◆ Work instructions
Lay out the lines of the records below, from the line containing "the eyeglasses, I" through the line containing "M 354 127 L" inclusive, as a JSON list of strings with one string per line and no blank lines. Include only those lines.

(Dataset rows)
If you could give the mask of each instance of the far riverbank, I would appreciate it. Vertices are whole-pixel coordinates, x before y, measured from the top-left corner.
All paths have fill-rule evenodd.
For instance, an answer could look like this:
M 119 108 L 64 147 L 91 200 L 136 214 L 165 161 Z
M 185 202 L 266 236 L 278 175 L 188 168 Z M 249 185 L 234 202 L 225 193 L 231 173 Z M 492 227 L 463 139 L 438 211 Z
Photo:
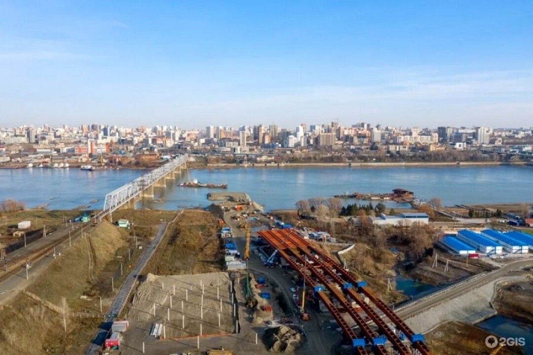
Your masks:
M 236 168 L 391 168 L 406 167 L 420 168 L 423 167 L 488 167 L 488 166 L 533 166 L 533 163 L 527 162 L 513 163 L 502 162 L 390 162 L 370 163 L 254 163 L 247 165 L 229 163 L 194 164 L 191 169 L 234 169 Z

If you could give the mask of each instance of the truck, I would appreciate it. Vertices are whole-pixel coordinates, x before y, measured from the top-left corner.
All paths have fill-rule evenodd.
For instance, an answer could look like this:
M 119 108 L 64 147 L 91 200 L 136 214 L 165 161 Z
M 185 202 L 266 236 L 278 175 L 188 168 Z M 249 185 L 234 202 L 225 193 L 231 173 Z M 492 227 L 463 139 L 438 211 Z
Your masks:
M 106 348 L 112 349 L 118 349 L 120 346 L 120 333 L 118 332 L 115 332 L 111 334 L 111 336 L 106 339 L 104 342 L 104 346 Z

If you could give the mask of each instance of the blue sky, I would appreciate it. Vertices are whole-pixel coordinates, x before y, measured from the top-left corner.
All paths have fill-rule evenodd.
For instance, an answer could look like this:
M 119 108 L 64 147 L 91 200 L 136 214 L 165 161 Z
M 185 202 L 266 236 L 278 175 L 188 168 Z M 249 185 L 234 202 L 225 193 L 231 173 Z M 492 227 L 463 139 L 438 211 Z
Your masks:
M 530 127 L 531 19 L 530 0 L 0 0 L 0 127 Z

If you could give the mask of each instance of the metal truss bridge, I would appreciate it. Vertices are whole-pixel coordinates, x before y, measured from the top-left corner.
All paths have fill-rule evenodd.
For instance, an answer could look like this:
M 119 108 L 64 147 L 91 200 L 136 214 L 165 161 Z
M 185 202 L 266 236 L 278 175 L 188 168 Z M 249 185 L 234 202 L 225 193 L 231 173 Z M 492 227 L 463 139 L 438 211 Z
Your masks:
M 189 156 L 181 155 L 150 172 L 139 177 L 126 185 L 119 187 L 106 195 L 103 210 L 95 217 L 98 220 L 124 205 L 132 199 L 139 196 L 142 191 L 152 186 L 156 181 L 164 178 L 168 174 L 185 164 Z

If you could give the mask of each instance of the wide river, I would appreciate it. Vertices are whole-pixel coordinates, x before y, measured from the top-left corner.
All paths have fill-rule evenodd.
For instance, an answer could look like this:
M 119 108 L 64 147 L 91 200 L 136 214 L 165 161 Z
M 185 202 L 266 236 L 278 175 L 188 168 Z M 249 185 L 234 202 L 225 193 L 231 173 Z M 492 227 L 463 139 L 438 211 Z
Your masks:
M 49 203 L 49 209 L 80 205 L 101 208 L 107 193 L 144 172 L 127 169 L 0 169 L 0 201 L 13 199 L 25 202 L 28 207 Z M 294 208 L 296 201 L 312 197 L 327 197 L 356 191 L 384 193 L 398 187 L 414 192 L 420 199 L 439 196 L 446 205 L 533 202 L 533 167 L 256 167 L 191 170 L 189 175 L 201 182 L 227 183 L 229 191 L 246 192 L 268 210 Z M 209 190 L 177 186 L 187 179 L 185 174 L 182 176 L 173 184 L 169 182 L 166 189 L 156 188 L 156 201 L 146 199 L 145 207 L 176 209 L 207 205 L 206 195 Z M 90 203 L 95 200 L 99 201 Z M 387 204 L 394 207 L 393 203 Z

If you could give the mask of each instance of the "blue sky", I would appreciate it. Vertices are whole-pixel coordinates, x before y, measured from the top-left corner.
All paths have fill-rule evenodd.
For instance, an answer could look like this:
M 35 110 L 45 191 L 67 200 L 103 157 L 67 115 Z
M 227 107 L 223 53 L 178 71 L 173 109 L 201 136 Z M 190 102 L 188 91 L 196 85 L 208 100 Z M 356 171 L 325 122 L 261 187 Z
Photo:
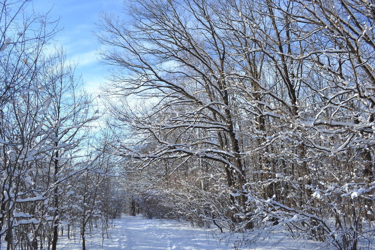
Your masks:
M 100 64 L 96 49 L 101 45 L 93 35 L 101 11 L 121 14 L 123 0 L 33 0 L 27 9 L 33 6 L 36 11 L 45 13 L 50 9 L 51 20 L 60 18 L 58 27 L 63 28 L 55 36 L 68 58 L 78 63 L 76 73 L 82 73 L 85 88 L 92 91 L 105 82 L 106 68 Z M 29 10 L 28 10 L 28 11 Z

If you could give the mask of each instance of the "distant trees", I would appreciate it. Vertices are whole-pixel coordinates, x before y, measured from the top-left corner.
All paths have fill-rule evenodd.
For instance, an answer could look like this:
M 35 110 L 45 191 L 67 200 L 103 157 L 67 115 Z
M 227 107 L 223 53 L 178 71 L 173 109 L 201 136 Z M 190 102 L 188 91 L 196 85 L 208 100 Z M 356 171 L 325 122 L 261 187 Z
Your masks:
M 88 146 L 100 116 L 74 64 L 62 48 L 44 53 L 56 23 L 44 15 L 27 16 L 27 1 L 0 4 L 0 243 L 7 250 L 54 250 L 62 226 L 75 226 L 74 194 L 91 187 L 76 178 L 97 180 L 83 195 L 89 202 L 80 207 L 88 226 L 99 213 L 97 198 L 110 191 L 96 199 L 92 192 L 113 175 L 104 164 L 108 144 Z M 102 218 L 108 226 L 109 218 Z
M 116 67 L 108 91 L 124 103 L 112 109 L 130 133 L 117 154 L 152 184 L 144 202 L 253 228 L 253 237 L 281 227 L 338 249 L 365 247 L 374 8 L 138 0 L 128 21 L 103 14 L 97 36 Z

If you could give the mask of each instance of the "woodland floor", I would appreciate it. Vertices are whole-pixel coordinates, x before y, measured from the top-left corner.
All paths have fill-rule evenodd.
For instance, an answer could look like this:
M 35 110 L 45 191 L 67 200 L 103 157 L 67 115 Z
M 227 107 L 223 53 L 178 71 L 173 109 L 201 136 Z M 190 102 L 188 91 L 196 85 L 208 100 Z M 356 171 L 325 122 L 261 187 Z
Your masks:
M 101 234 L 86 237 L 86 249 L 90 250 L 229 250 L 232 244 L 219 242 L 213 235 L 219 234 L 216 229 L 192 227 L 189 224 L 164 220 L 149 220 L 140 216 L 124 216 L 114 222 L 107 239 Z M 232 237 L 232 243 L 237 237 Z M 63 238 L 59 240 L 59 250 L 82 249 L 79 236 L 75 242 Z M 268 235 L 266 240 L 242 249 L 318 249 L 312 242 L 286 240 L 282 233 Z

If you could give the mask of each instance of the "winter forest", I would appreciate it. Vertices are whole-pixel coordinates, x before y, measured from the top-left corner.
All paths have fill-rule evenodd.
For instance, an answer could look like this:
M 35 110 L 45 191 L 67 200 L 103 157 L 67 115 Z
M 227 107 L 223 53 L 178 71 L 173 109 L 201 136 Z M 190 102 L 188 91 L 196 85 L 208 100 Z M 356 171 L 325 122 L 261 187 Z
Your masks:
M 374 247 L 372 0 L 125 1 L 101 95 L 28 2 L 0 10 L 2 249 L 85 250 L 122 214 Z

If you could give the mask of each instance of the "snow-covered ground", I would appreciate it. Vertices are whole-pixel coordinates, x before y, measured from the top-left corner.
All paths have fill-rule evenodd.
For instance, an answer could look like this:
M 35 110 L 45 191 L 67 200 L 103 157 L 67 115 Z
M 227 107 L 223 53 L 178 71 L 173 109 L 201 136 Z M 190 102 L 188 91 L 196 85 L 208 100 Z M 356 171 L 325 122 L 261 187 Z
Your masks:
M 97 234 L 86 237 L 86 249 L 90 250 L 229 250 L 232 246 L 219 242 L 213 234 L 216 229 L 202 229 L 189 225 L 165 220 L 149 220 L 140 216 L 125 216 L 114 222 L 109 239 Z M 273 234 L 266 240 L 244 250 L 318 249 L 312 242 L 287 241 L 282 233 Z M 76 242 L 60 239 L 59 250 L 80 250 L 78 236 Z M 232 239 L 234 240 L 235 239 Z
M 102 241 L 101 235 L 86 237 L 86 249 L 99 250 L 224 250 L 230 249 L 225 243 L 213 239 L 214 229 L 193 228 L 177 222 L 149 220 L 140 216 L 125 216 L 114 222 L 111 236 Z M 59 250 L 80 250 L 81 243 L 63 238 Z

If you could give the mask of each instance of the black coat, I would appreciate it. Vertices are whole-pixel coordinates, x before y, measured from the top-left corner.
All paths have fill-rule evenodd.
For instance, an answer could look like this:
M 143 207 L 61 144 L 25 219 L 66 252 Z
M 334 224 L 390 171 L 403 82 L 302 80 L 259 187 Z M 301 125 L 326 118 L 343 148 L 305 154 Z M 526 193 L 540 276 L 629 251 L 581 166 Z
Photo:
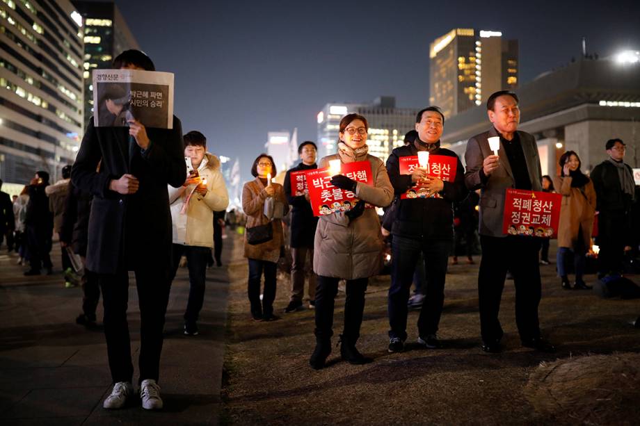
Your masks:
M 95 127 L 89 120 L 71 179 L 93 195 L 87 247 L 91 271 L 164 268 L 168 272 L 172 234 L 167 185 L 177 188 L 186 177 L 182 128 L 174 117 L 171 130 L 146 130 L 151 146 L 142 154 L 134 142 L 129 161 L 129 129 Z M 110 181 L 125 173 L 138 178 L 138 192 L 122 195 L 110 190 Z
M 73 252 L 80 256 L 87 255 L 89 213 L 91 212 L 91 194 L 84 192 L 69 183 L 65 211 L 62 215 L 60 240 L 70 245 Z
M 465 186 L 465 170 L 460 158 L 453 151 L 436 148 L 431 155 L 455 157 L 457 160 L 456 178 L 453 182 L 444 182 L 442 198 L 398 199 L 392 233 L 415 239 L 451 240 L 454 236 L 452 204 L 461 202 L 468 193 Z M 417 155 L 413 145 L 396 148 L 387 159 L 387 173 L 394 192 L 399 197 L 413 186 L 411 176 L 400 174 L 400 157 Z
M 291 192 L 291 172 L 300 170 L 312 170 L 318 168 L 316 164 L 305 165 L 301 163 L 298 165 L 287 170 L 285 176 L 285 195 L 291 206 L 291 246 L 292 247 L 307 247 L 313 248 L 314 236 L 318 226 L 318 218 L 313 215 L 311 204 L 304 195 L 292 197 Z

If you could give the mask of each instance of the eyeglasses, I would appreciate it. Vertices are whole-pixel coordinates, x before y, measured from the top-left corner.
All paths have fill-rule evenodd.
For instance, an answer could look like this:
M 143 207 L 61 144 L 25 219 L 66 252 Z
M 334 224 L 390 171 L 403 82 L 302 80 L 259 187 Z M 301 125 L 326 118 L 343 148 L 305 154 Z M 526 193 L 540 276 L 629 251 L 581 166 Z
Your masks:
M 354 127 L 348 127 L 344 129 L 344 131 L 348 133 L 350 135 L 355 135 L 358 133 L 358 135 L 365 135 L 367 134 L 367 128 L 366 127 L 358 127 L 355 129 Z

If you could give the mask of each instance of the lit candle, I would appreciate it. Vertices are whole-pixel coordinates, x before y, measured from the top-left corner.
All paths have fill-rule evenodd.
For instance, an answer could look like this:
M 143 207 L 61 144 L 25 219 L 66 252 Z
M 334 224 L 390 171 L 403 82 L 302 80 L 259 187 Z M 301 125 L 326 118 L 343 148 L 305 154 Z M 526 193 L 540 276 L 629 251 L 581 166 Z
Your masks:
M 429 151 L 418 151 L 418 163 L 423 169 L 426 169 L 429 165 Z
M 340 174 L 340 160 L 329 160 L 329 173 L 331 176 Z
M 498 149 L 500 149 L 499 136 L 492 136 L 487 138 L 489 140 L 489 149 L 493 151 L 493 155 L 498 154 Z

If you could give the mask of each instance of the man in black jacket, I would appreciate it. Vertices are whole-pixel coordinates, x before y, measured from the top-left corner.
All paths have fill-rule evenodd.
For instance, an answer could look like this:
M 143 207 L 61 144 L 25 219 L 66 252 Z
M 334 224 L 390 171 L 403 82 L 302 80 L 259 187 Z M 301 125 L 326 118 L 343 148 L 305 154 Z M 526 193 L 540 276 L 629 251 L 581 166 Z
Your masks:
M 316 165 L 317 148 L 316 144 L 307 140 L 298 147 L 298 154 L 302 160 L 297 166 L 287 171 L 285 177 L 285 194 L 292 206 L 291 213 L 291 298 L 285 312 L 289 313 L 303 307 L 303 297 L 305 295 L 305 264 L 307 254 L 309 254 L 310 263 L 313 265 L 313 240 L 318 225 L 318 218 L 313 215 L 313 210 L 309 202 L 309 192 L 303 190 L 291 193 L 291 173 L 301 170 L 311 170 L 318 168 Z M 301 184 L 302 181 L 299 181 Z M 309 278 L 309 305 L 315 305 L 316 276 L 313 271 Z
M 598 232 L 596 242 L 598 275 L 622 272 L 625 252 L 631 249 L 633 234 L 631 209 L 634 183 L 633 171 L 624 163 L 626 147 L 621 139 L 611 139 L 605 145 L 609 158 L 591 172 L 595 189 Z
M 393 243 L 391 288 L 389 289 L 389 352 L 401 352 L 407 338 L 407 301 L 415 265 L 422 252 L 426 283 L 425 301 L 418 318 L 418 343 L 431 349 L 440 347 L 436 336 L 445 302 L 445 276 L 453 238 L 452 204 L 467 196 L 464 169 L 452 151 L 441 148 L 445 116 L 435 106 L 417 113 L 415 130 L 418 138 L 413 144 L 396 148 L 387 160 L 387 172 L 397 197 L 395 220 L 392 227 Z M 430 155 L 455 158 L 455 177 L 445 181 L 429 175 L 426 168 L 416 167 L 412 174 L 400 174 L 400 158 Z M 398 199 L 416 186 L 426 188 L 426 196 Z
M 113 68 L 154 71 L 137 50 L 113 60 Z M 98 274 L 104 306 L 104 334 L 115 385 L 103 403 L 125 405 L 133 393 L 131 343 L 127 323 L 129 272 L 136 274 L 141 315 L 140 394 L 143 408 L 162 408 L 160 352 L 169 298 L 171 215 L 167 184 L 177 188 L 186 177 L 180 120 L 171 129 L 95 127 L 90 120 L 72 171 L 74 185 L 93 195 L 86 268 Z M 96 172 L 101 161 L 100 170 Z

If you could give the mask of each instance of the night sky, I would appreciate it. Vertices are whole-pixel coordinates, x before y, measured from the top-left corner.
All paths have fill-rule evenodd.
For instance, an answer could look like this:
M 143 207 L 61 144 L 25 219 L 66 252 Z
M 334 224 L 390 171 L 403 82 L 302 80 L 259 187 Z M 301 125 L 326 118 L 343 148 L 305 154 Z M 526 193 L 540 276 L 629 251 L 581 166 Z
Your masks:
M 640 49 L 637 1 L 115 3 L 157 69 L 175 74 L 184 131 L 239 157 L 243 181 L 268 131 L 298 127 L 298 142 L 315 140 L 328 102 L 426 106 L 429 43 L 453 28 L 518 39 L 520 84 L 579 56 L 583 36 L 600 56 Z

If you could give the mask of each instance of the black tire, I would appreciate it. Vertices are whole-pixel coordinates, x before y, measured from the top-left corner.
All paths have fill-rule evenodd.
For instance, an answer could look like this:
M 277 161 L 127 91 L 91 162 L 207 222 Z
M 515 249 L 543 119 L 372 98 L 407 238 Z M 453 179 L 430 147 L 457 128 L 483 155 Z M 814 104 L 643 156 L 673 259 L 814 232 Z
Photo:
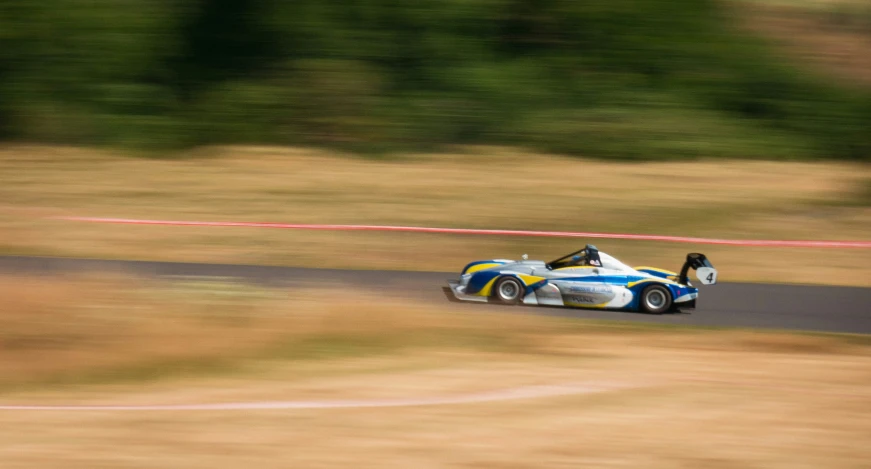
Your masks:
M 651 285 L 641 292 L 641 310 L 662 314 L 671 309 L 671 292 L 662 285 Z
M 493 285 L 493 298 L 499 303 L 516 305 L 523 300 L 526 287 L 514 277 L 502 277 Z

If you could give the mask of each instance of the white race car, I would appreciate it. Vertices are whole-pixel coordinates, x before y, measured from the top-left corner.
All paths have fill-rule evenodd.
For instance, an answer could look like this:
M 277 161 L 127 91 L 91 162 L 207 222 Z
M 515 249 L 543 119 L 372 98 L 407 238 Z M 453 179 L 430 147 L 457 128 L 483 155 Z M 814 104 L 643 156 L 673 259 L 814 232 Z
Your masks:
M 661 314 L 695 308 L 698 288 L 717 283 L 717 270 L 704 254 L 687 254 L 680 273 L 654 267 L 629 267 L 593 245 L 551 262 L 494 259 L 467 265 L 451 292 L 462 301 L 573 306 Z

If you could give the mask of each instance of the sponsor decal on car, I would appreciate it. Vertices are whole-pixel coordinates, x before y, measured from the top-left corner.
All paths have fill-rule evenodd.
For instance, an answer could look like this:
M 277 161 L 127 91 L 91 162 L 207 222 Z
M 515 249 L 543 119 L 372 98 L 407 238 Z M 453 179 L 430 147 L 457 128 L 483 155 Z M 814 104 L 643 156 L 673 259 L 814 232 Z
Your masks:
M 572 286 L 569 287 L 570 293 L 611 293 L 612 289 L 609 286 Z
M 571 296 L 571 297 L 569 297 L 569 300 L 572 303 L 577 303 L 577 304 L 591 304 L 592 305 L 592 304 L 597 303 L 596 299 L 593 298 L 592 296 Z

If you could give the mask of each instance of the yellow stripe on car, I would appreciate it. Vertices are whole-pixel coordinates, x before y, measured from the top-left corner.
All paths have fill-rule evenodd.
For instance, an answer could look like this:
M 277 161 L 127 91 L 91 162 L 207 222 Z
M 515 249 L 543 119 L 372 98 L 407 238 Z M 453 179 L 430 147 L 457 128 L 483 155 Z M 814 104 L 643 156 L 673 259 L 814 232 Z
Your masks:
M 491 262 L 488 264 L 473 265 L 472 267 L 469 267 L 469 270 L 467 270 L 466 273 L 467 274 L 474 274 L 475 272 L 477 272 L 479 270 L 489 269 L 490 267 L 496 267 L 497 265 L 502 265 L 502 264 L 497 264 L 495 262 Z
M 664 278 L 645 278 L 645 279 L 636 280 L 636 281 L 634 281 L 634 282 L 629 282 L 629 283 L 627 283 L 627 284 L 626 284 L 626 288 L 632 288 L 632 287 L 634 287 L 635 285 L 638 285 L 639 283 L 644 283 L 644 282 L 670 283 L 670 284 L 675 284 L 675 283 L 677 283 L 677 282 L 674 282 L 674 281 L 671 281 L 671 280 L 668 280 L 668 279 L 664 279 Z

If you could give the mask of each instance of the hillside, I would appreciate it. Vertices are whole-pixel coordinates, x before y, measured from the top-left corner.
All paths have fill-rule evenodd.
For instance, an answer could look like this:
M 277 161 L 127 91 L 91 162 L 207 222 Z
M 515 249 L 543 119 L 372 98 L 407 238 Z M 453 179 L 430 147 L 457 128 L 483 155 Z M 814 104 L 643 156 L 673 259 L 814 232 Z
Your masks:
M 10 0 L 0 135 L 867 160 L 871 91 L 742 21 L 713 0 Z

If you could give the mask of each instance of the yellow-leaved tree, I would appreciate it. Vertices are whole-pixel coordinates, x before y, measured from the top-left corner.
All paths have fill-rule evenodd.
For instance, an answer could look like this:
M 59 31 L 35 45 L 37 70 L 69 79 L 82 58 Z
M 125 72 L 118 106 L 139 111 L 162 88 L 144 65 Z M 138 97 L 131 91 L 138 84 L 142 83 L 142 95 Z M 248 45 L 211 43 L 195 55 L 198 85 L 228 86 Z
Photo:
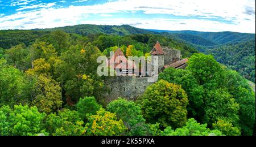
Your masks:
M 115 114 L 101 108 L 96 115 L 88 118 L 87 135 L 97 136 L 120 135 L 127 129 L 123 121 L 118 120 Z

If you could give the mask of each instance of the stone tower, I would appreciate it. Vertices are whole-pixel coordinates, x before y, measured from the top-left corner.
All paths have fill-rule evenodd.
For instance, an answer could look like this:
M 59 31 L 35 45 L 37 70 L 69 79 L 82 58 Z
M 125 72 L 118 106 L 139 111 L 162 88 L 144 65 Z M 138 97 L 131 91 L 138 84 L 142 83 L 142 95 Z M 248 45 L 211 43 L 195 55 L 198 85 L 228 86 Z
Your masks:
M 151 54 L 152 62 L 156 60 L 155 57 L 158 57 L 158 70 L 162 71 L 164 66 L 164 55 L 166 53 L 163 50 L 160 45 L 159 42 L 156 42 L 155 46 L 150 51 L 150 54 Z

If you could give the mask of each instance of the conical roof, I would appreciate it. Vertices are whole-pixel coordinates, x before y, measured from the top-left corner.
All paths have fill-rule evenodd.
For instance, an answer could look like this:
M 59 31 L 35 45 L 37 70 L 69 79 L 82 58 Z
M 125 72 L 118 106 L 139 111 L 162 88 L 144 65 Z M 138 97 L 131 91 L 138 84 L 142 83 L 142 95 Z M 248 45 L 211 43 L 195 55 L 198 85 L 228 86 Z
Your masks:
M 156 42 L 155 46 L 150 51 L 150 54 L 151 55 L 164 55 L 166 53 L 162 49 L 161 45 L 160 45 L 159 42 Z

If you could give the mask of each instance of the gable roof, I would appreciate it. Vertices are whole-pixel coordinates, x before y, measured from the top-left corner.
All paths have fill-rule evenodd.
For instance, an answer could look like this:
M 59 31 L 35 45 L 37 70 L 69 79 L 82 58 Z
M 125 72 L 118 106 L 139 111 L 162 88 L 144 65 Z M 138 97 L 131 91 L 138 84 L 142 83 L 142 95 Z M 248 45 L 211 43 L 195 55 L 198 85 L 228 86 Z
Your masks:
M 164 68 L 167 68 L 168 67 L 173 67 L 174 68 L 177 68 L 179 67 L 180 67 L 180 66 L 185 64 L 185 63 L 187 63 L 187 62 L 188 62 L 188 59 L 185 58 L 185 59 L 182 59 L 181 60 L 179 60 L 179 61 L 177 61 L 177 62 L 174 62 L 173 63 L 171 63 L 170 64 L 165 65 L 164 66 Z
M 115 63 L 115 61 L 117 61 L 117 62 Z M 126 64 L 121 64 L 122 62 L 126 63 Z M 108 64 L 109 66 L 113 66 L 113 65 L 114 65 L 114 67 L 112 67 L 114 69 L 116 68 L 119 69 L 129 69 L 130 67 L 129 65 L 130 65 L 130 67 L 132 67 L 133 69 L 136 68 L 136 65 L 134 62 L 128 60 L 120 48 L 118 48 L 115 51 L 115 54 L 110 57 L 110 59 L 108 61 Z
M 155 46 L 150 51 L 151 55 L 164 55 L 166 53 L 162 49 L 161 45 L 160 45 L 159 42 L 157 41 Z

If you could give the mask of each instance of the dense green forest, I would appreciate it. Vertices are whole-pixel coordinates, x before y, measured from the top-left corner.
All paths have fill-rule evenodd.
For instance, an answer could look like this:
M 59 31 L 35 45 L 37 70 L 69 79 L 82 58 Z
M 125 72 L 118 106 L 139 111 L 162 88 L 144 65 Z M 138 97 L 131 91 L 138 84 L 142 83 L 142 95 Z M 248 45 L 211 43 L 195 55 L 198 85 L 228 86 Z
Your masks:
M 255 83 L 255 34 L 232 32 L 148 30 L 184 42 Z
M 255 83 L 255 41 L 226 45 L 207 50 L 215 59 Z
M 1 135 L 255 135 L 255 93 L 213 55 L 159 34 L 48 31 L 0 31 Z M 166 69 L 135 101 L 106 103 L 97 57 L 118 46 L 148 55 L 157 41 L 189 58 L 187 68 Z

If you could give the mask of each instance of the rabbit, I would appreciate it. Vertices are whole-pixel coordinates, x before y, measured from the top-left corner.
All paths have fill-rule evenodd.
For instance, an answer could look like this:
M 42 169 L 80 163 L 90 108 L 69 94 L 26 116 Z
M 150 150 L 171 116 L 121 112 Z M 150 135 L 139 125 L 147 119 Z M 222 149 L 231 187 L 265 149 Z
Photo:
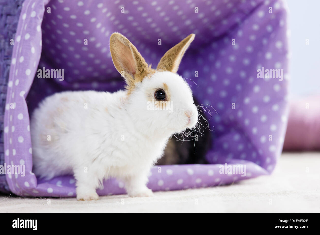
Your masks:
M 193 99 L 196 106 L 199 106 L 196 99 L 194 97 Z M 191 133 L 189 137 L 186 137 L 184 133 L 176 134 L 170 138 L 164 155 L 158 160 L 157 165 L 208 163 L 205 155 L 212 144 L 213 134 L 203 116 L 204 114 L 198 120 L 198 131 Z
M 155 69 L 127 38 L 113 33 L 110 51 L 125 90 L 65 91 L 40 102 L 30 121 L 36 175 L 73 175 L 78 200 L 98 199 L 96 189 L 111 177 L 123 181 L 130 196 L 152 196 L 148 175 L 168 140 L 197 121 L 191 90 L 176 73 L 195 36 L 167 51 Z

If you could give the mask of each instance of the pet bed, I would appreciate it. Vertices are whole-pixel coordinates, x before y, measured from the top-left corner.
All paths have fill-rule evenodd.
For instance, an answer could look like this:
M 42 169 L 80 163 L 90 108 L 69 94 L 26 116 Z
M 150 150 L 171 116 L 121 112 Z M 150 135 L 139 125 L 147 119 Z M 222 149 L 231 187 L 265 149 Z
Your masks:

◆ Written answer
[
  "If you could give the mask of each instance of the eyeglasses, I would appreciate it. Vertices are whole-pixel coordinates, x before y, measured from the top-left corner.",
  "All paths have fill-rule evenodd.",
  "For instance, an answer could look like this:",
  "M 143 207 L 61 144 L 25 219 L 66 252 Z",
  "M 334 224 L 390 171 L 403 82 L 302 80 L 259 187 Z M 301 125 L 326 118 L 343 148 L 305 154 Z M 526 193 L 540 276 L 629 251 L 581 166 Z",
  "Your masks:",
  "M 354 127 L 348 127 L 344 129 L 344 131 L 348 133 L 350 135 L 355 135 L 358 133 L 358 135 L 365 135 L 367 134 L 367 128 L 366 127 L 358 127 L 355 129 Z"
]